• Problem 1: Print every line of the stored entries that follow the passage, reproducing each record without any change.
* Begin Text shown *
The Novo Nordisk Foundation wants to help young refugees and other vulnerable young people in Lebanon by awarding grants targeting these people under its Pathways to Youth Empowerment and Self-reliance programme.

The funds are being allocated to projects focusing on education and sustainable livelihood among young Syrian refugees and other groups of vulnerable young people in Lebanon.

In addition, one priority is that the projects can stimulate young people’s social commitment to create cohesion in communities that have received many refugees. With 1.5 million refugees, Lebanon hosts the most Syrian refugees per capita in the world.

“Our ambition for the projects is that they can support several organisations that, like us, want to create future opportunities for the large group of young people living under extremely difficult circumstances. We want to equip them professionally and socially for a future in which they are self-reliant, and we think that education and access to a proper job are crucial steps along the way,” says Mette Ide Davidsen, Senior Programme Lead, Social & Humanitarian, Novo Nordisk Foundation.
* End Text shown *
* Begin Material to process *
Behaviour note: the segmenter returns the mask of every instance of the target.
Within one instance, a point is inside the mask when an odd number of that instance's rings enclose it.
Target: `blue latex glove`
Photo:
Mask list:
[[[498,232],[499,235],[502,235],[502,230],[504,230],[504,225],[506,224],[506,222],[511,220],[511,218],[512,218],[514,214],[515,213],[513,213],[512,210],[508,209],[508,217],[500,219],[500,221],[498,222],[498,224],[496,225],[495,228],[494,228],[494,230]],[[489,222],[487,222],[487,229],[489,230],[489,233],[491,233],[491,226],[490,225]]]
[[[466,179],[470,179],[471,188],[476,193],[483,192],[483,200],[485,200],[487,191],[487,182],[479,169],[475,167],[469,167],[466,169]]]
* End Material to process *
• Problem 2: Output the entire passage on the Novo Nordisk Foundation's grants for young people in Lebanon, word for word.

• Complete output 1:
Behaviour note: the segmenter returns the mask of every instance of the target.
Within one instance, a point is inside the mask when an odd number of that instance's rings enclose it.
Target: `blue latex glove`
Photo:
Mask list:
[[[498,232],[499,235],[502,235],[502,230],[504,230],[504,225],[506,224],[506,222],[511,220],[511,218],[512,218],[514,214],[515,213],[513,213],[512,210],[508,209],[508,217],[500,219],[500,221],[498,222],[498,224],[496,225],[495,228],[494,228],[494,230]],[[489,222],[487,222],[487,229],[489,230],[489,233],[491,233],[491,226],[490,225]]]
[[[466,179],[470,179],[471,188],[476,193],[483,192],[483,200],[485,200],[487,191],[487,182],[479,169],[475,167],[469,167],[466,169]]]

• Complete output 2:
The Novo Nordisk Foundation wants to help young refugees and other vulnerable young people in Lebanon by awarding grants targeting these people under its Pathways to Youth Empowerment and Self-reliance programme.

The funds are being allocated to projects focusing on education and sustainable livelihood among young Syrian refugees and other groups of vulnerable young people in Lebanon.

In addition, one priority is that the projects can stimulate young people’s social commitment to create cohesion in communities that have received many refugees. With 1.5 million refugees, Lebanon hosts the most Syrian refugees per capita in the world.

“Our ambition for the projects is that they can support several organisations that, like us, want to create future opportunities for the large group of young people living under extremely difficult circumstances. We want to equip them professionally and socially for a future in which they are self-reliant, and we think that education and access to a proper job are crucial steps along the way,” says Mette Ide Davidsen, Senior Programme Lead, Social & Humanitarian, Novo Nordisk Foundation.